TASK DETAILS = List every line in the listing below that contains the string "white", treating uppercase and lowercase letters as different.

Entries drawn from a collection:

########################################

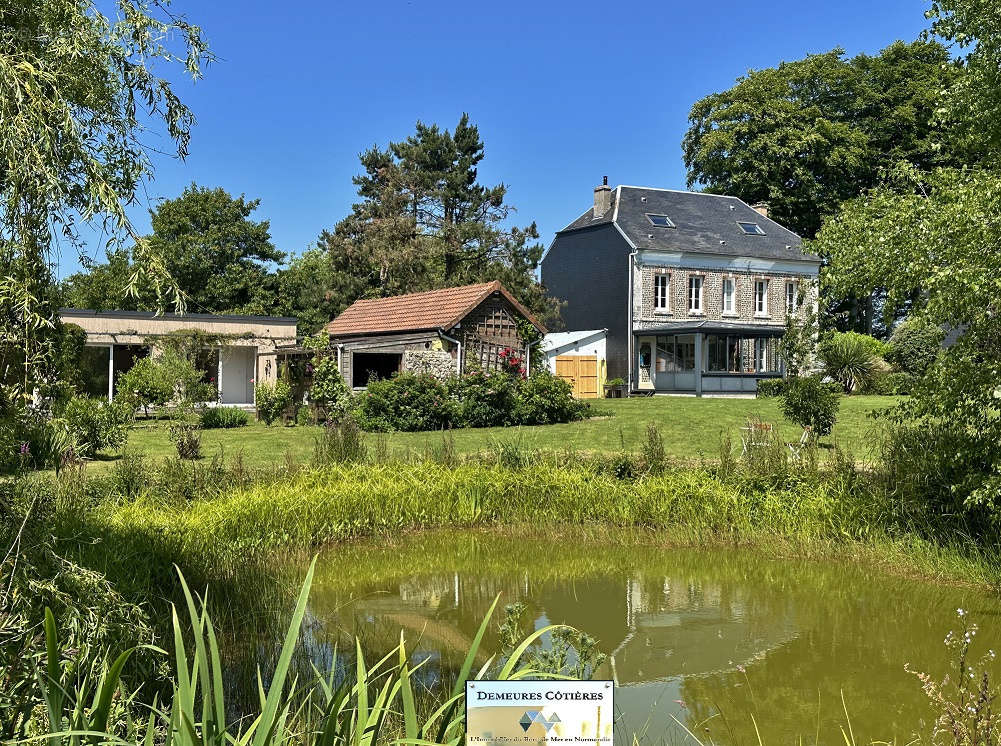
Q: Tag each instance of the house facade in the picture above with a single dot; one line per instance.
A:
(694, 289)
(441, 332)
(246, 351)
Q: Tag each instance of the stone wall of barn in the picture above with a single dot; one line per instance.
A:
(489, 328)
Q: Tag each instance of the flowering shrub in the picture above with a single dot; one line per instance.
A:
(512, 362)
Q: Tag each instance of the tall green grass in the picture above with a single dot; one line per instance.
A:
(377, 704)
(842, 512)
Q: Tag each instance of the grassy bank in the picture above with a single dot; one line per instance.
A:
(835, 512)
(690, 428)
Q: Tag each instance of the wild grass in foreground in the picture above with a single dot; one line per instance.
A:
(378, 704)
(381, 702)
(834, 510)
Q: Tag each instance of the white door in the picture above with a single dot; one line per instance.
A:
(237, 369)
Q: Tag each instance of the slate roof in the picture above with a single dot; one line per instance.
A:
(557, 339)
(701, 221)
(416, 311)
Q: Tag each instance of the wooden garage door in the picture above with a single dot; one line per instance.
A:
(581, 371)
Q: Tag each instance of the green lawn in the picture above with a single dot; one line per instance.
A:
(690, 428)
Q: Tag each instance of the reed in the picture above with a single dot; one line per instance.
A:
(87, 705)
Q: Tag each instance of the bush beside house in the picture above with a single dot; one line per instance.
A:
(413, 402)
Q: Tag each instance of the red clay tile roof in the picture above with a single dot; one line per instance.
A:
(418, 310)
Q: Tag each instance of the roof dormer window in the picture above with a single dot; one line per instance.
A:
(662, 221)
(751, 228)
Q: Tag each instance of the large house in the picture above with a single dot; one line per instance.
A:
(694, 288)
(442, 332)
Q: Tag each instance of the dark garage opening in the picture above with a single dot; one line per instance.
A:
(367, 366)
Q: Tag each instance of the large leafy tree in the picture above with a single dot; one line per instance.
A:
(933, 240)
(220, 258)
(304, 290)
(424, 221)
(973, 102)
(79, 99)
(808, 134)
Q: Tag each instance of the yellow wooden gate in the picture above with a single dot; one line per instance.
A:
(581, 371)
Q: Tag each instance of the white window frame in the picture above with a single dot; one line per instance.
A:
(700, 307)
(792, 295)
(760, 354)
(761, 298)
(662, 292)
(731, 284)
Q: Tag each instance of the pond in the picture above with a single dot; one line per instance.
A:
(719, 639)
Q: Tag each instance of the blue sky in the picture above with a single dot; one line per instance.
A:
(564, 93)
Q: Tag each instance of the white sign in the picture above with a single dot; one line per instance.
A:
(539, 712)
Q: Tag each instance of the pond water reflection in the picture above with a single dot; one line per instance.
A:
(711, 637)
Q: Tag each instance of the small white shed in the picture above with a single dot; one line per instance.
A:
(579, 357)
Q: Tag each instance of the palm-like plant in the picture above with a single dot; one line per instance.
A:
(849, 358)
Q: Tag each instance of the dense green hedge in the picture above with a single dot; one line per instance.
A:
(411, 402)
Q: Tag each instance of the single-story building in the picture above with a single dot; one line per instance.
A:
(443, 332)
(579, 357)
(244, 354)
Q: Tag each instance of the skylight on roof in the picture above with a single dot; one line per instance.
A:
(662, 221)
(751, 228)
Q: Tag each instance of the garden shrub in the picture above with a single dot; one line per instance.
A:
(214, 418)
(900, 383)
(543, 399)
(272, 400)
(96, 425)
(156, 382)
(418, 402)
(768, 388)
(484, 400)
(407, 402)
(329, 393)
(851, 358)
(914, 345)
(810, 403)
(890, 384)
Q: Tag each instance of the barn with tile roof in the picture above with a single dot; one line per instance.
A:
(442, 332)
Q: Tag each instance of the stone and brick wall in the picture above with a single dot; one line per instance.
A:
(647, 316)
(436, 362)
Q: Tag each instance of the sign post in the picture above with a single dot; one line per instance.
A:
(518, 713)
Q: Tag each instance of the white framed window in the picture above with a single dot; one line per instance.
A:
(695, 293)
(791, 296)
(662, 291)
(760, 354)
(761, 297)
(729, 295)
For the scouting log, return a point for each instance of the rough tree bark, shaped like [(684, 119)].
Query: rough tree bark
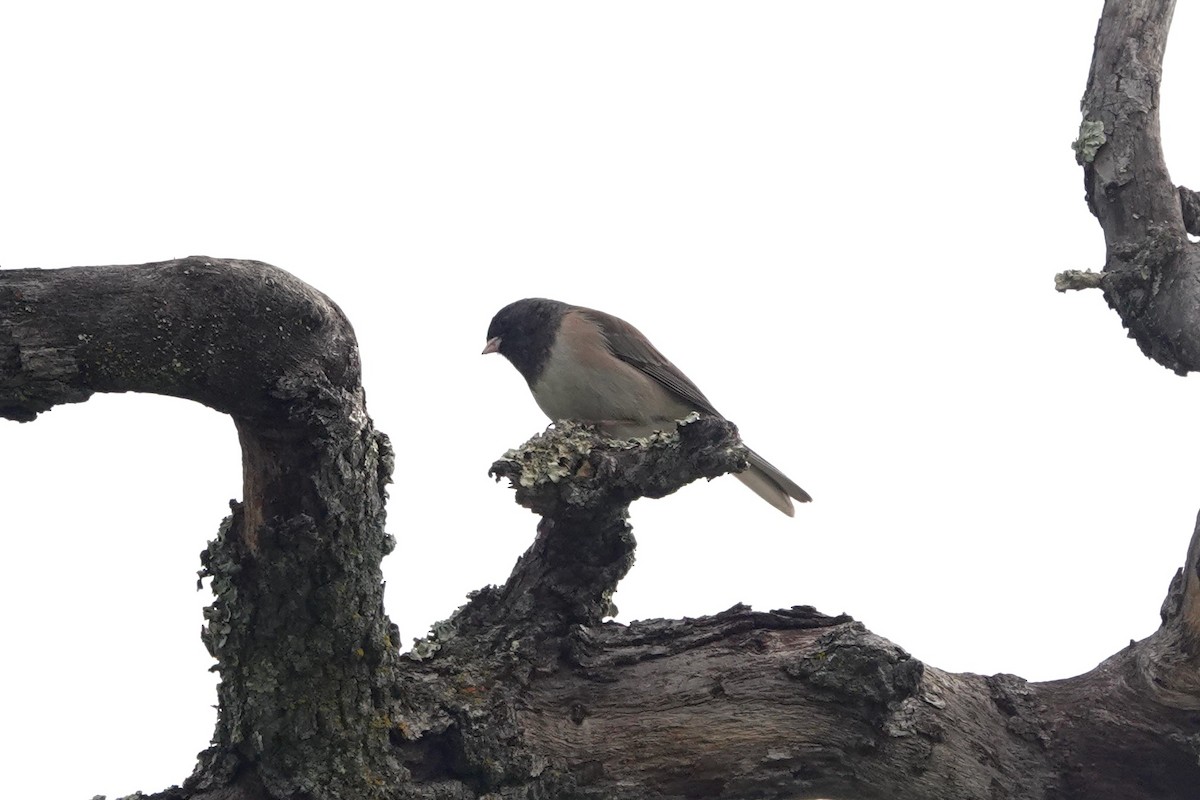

########################################

RESULT FOR THIS TASK =
Q: Tag each instance of the white door in the picture above with a single dot; one line per instance.
Q: Tag each instance of the white window frame in the picture above with a single dot; one line per instance.
Q: Tag each instance of the white sign in the picture above with a single dot; one line per instance.
Q: Tag each instance of the small white shed in the picture above with a single dot; one line per instance.
Q: Tag each instance of the white framed window in the picture above with a single dot; one line per instance.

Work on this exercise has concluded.